- **Work to do**
Can you repeat, word for word, the part of the listing that opens with the line containing "Target — queue of people." and runs through the end of the listing, including both of those ends?

- **Supplied material**
################

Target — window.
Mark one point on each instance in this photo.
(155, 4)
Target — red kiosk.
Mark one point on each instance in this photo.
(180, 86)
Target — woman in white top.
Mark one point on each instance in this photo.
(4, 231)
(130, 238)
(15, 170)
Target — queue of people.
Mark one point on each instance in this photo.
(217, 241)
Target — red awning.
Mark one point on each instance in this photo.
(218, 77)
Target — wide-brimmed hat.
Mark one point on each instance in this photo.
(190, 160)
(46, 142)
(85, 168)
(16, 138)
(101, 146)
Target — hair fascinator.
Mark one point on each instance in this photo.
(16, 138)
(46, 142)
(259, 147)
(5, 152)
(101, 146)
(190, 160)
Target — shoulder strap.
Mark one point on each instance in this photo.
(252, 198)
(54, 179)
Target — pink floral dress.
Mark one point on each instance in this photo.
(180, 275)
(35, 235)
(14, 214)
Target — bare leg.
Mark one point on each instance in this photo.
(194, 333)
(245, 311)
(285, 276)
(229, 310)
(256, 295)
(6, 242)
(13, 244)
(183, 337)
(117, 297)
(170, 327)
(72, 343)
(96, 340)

################

- **Answer for the task**
Target — queue of people.
Mark one point on each instance in this photo.
(217, 241)
Target — red awning.
Mark one point on each instance in this photo.
(218, 77)
Target — wide-brimmed hat.
Mark one point on each instance in this photo.
(190, 160)
(46, 142)
(85, 168)
(16, 138)
(101, 146)
Target — hair fascinator.
Mark one point on each instance in this photo.
(16, 138)
(46, 142)
(259, 147)
(5, 152)
(101, 146)
(190, 160)
Target — shoulder strap.
Mark one point on each instance in this photo.
(252, 198)
(54, 179)
Target — pink floral dress.
Mark one point on each instance in this photo.
(180, 275)
(35, 235)
(14, 214)
Target — bare leg.
Mark one point on each instance in this photo.
(194, 333)
(245, 311)
(285, 276)
(229, 310)
(256, 295)
(6, 242)
(13, 244)
(183, 337)
(117, 297)
(170, 327)
(72, 343)
(96, 340)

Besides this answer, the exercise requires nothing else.